* **ENTRIES**

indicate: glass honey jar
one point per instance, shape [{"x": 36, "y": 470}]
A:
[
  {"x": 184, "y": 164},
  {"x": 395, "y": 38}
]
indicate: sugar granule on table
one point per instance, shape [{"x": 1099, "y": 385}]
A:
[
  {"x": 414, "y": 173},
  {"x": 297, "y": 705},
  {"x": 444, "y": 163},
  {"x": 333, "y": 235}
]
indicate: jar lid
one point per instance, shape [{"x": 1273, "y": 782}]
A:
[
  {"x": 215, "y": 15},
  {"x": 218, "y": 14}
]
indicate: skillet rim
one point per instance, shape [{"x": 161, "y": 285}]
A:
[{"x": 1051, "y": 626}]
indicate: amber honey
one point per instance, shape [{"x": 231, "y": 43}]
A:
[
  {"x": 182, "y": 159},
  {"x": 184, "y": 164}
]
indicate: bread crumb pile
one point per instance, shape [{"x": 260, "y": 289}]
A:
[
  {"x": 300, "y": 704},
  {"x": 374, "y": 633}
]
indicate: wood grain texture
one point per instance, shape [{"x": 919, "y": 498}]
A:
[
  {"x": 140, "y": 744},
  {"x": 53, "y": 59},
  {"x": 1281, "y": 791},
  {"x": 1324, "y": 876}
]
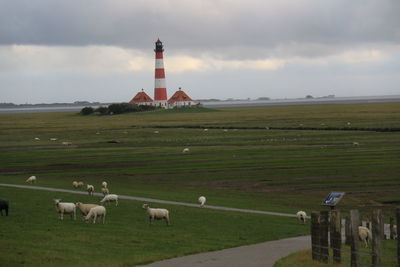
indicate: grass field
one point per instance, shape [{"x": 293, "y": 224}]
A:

---

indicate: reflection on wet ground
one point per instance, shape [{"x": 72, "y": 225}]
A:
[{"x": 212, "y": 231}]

* **TASK DETAILS**
How many lines above contain the word "point"? Reply with the number only.

* **EXERCISE RESULT**
9